---------- Dataset records

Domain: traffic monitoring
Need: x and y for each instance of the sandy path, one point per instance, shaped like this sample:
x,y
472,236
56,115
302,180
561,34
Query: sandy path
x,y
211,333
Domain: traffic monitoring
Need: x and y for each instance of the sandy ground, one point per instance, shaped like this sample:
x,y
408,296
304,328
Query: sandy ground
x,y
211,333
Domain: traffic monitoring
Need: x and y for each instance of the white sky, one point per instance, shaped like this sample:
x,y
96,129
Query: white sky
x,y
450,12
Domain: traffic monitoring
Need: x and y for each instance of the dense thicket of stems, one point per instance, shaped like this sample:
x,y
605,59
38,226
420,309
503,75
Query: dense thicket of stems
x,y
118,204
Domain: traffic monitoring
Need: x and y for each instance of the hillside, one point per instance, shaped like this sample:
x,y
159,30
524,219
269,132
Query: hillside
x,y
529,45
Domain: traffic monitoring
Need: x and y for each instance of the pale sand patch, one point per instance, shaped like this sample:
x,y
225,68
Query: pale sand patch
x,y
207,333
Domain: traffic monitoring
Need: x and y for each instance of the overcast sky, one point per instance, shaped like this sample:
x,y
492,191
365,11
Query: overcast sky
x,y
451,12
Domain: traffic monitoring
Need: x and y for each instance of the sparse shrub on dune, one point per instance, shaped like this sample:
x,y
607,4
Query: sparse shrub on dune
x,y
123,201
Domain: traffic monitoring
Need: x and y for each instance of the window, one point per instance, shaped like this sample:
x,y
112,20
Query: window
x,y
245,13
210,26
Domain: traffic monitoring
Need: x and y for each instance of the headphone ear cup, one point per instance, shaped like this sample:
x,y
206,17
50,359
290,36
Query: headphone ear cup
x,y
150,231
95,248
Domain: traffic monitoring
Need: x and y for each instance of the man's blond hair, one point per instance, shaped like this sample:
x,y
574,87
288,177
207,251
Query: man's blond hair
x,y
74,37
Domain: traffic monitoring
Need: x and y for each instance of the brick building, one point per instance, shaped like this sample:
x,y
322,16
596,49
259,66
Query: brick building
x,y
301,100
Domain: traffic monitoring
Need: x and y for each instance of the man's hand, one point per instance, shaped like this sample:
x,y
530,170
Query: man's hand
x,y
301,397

--------------------

_What to do_
Recite the full listing above exactly.

_In response_
Domain: traffic monitoring
Need: x and y for each instance of the sandy path, one point per instance, shaped like this sample:
x,y
472,236
56,115
302,180
561,34
Query: sandy path
x,y
211,333
Domain: traffic monitoring
Need: x and y for each instance of the sandy ground, one point per instance, shaped like this sample:
x,y
408,296
304,328
Query: sandy ground
x,y
211,333
Domain: traffic monitoring
Need: x and y for each instance of the white sky, one point per instance, shaped like this sample:
x,y
96,129
Query: white sky
x,y
450,12
Domain: traffic monitoring
Need: x and y for each instance of the dense thicket of stems, one point per instance, shaped like this sample:
x,y
605,59
38,226
420,309
503,75
Query: dense thicket of stems
x,y
118,204
Domain: traffic monitoring
Need: x and y for each instance of the hillside, one point per instance, shaped like this sample:
x,y
159,30
524,219
269,132
Query: hillside
x,y
529,45
Domain: traffic monitoring
Need: x and y for each instance of the pale sand patch, one point per instance, shaped like this sample:
x,y
225,68
Query: pale sand patch
x,y
207,333
Domain: traffic monitoring
Need: x and y for each instance of the overcast sky, one point per instance, shaped like this sample:
x,y
492,191
365,11
Query: overcast sky
x,y
451,12
Domain: traffic monitoring
Need: x and y for each instance of the sparse shrub on dune, one point per instance, shaped like this sample:
x,y
607,4
Query: sparse shrub on dune
x,y
123,201
Domain: traffic monitoring
Need: x and y for each instance of the window, one point per instance, shaped like this sample:
x,y
112,20
Query: window
x,y
245,13
210,26
Domain: traffic monitoring
Need: x and y for each instance of the headphone ear cup, one point per instance, shaped like this sample:
x,y
206,17
50,359
290,36
Query: headphone ear cup
x,y
150,231
95,248
Domain: traffic monitoring
Need: x and y for each instance of the man's blond hair, one point per instance, shaped like this sample:
x,y
574,87
288,177
207,251
Query: man's blond hair
x,y
74,37
Domain: traffic monitoring
Need: x and y for each instance of the brick building, one point per instance, shaped like this sample:
x,y
322,16
596,49
259,66
Query: brick building
x,y
301,100
Domain: traffic monitoring
Need: x and y for each instance of the man's hand, one point per instance, shaped like this sample:
x,y
530,170
Query: man's hand
x,y
301,397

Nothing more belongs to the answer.